[START TEXT SHOWN]

Why isn't he doing is part? Does he even try to defend himself? I don't understand what possible reason he could stand by! Doesn't sound like he's doing any parenting!

i’m lucky to have a man that will do pretty much anything i need or ask 😅 but your husband needs to step up and be a parent and a partner! what he’s doing is unsafe and irresponsible. i’m sorry you have to deal with that

@Caroline his game is more important apparently. He claims he doesn’t wanna come home from work and watch her all night he’d rather do what he wants to do. He’s told me “I can’t pause the game” and I’m like “then turn the game off” and he says no

Maybe he wants u to tell him like make it clear like hey the child is 100% under ur care now.. maybe he will listen

@Om tried this. He thinks everything has to be 50/50 when he’s home but when he’s on the game he wants me to have 100% responsibility. And on top of that, I wfh with my toddler so I’m with her 24 hours a day 7 days a week. I’m not complaining I love being home with her and working but she’s doing things while I’m working too so I feel like when he gets home he should have full responsibility. He won’t cook or make dinner and if I don’t cook he’ll just order himself something so I’m left with 95% of the responsibility

My men will cook with out baby around so I can have a break after a full day with our baby. Don't accept anything below that. You are not a slave for your family

Oh nah he needs to get tf off that game!! He has real responsibilities now!! You didn’t make that baby by yourself!! He’s a man child and need to get tf off the game and help around the house!! I would unplug that game and literally put his child on his lap and walk away!! Enough is enough!!! Make him do his part!! Sick of men thinking they got the easy way out!! It’s take 2!!!

[END TEXT SHOWN]
[START EXCERPTED DATA]

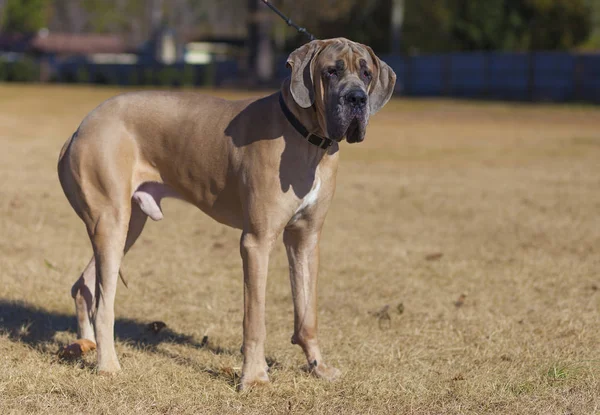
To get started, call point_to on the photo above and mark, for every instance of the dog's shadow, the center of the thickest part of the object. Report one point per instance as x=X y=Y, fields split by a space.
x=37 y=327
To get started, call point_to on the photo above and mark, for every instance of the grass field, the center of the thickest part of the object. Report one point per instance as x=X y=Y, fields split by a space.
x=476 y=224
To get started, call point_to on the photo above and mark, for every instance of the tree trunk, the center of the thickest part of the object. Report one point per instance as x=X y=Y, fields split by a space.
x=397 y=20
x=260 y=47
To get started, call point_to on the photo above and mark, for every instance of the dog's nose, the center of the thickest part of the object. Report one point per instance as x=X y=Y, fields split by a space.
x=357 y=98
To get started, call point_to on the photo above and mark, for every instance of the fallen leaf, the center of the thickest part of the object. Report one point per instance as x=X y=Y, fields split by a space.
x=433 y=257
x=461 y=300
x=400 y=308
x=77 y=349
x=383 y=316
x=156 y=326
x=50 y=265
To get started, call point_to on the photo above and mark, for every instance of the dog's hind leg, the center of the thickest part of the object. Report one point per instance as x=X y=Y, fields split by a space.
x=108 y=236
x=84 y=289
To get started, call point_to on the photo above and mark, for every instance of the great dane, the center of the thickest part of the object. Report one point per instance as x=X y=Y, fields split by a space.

[END EXCERPTED DATA]

== WORK REQUIRED ==
Write the next part of the parenting forum thread, picking up after its last comment. These records have nothing to do with the parenting forum thread.

== EXPECTED ANSWER ==
Oh, ok, am I right he DOES play with her but not when you're cooking? First you made it sound like he does NOTHING then said he does 50% when home and you want him to do 100%

@Ella Yeah..When he is supposed to be watching the baby, as the mom is busy, he doesn’t give the baby all of his attention and therefore the baby will explore her surroundings and touch things that she’s not supposed to..

I understand u cos my man does that sometimes. This morning I was in the bedroom breastfeeding our 6 months old baby. My husband then follows me leaving the 2 toddlers in the kitchen by themselves. I’m like when u are here, who is watching them? Yes he does play with them.. the issue is when we are NOT around, they don’t focus 100% on the kids, leaving them to get naughty.. I sent him ur post and said “look at ur twin”

@Ella no he doesn’t do 50%. I said he wants everything to BE 50/50 but when he’s home the only thing he’ll do is give her a bath maybe 2-3 times out of the week and play with her maybe 5-10 minutes. She’s 3. She needs more than 5-10 minutes of play. And I try to play with her while I’m working or after I get off (we have an hour together before I have to pick him up from work) but she still needs her father’s attention too

@Om lol that’s hilarious not his twin 😂. But yea even when I’m in the shower I can’t get a break. He’ll get on the game and she’ll be in the bedroom touching everything and throwing clothes everywhere. I haven’t been able to take a peaceful shower in like 8 months. We were living with my mom for a while and she did more than he does

Ah okay. Well then yeah maybe it's time to leave.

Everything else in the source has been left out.